--- BEGIN ---

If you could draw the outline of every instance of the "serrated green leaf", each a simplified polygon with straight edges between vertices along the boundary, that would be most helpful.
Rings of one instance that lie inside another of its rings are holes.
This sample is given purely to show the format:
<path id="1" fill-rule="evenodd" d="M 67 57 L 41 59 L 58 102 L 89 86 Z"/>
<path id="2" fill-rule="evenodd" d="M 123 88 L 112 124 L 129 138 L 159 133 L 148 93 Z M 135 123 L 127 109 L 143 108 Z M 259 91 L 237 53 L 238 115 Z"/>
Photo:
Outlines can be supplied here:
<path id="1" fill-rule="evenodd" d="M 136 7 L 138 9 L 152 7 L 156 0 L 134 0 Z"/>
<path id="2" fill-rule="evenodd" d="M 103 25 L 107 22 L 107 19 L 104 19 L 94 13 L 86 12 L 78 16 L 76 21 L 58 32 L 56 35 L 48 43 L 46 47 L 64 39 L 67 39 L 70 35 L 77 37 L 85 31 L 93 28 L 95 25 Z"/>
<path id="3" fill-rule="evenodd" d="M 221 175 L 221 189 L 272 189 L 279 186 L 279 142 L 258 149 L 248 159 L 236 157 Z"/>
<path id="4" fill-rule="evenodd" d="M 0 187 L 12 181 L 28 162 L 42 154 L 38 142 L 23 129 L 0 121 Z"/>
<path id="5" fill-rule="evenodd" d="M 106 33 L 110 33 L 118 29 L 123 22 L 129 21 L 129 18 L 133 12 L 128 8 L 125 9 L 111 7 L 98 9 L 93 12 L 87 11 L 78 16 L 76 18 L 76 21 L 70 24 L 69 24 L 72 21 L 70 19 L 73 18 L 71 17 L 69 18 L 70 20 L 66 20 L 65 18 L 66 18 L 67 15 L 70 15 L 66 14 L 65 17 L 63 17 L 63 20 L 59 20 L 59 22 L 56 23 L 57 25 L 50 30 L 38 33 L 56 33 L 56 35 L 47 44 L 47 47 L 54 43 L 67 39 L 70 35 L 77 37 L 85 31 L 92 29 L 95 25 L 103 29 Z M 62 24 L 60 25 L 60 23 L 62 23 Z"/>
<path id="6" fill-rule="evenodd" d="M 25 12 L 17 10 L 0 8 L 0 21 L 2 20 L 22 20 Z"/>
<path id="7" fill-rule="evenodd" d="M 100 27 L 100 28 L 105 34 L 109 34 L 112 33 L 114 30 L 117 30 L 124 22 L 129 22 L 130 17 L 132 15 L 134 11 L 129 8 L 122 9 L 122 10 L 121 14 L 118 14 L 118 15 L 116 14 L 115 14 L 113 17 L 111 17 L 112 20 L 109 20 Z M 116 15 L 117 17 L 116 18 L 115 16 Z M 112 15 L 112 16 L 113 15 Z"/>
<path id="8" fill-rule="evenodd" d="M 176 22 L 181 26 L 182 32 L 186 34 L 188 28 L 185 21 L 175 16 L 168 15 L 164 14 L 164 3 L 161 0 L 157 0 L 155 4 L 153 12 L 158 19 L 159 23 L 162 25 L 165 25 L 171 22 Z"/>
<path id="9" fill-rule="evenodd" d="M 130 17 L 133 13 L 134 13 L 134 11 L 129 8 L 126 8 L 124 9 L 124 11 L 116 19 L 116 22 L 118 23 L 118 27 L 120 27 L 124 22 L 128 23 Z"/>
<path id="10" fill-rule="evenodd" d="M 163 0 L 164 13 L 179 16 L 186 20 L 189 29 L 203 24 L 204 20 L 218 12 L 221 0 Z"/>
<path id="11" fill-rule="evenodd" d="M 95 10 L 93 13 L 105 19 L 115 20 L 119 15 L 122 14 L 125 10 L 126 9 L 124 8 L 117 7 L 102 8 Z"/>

--- END ---

▶ [Instruction] Please rewrite the data above with "serrated green leaf" swapped for "pine cone", keeping every other part the same.

▶ [The completed task]
If you could draw the outline of every instance of the "pine cone", each a simplified polygon with straight edges between vertices along the boundary, that would be most helpful.
Rings of one instance that lie inside another of its rings are holes.
This sample is given purely to show the format:
<path id="1" fill-rule="evenodd" d="M 67 57 L 41 59 L 58 102 L 89 86 Z"/>
<path id="2" fill-rule="evenodd" d="M 123 88 L 112 124 L 129 138 L 159 133 L 148 93 Z M 135 123 L 127 109 L 143 108 Z M 259 91 L 237 53 L 238 115 Z"/>
Photo:
Outlines can be supplied here:
<path id="1" fill-rule="evenodd" d="M 136 7 L 138 9 L 152 7 L 156 0 L 134 0 Z"/>
<path id="2" fill-rule="evenodd" d="M 103 25 L 107 22 L 107 19 L 104 19 L 94 13 L 86 12 L 78 16 L 76 21 L 58 32 L 56 35 L 48 43 L 46 47 L 64 39 L 67 39 L 70 35 L 77 37 L 85 31 L 93 28 L 95 25 Z"/>
<path id="3" fill-rule="evenodd" d="M 221 175 L 221 189 L 272 189 L 279 186 L 279 142 L 258 149 L 248 159 L 236 157 Z"/>
<path id="4" fill-rule="evenodd" d="M 0 187 L 12 181 L 28 162 L 42 154 L 38 142 L 23 129 L 0 121 Z"/>
<path id="5" fill-rule="evenodd" d="M 106 33 L 110 33 L 118 29 L 123 22 L 129 21 L 129 18 L 133 12 L 128 8 L 125 9 L 111 7 L 98 9 L 93 12 L 87 11 L 78 16 L 76 18 L 76 21 L 70 24 L 69 24 L 72 21 L 70 19 L 73 18 L 71 17 L 69 18 L 70 20 L 66 20 L 65 18 L 66 18 L 67 15 L 70 15 L 66 14 L 65 17 L 63 17 L 63 20 L 59 20 L 59 22 L 56 23 L 57 25 L 50 30 L 38 33 L 56 33 L 56 35 L 47 44 L 47 47 L 54 43 L 67 39 L 70 35 L 77 37 L 85 31 L 92 29 L 95 25 L 103 29 Z M 62 24 L 60 25 L 60 23 L 62 23 Z"/>
<path id="6" fill-rule="evenodd" d="M 25 12 L 17 10 L 0 8 L 0 21 L 2 20 L 22 20 Z"/>
<path id="7" fill-rule="evenodd" d="M 100 27 L 100 28 L 105 34 L 109 34 L 112 33 L 114 30 L 117 30 L 124 22 L 129 22 L 130 17 L 132 15 L 134 11 L 129 8 L 122 9 L 122 10 L 121 14 L 118 14 L 118 15 L 116 14 L 115 14 L 113 17 L 111 17 L 112 20 L 109 20 Z M 116 15 L 117 17 L 116 18 L 115 16 Z M 112 15 L 112 16 L 113 15 Z"/>
<path id="8" fill-rule="evenodd" d="M 176 22 L 181 26 L 182 32 L 186 34 L 188 28 L 185 21 L 175 16 L 168 15 L 164 14 L 164 3 L 161 0 L 157 0 L 155 4 L 153 12 L 158 19 L 159 23 L 162 25 L 165 25 L 171 22 Z"/>
<path id="9" fill-rule="evenodd" d="M 130 17 L 133 13 L 134 13 L 134 11 L 129 8 L 126 8 L 124 9 L 124 11 L 116 19 L 116 22 L 118 23 L 118 27 L 120 27 L 124 22 L 128 23 Z"/>
<path id="10" fill-rule="evenodd" d="M 163 0 L 164 13 L 179 16 L 186 20 L 189 29 L 203 24 L 204 20 L 218 12 L 221 0 Z"/>
<path id="11" fill-rule="evenodd" d="M 95 10 L 93 13 L 105 19 L 115 20 L 119 15 L 122 14 L 125 10 L 126 9 L 124 8 L 117 7 L 102 8 Z"/>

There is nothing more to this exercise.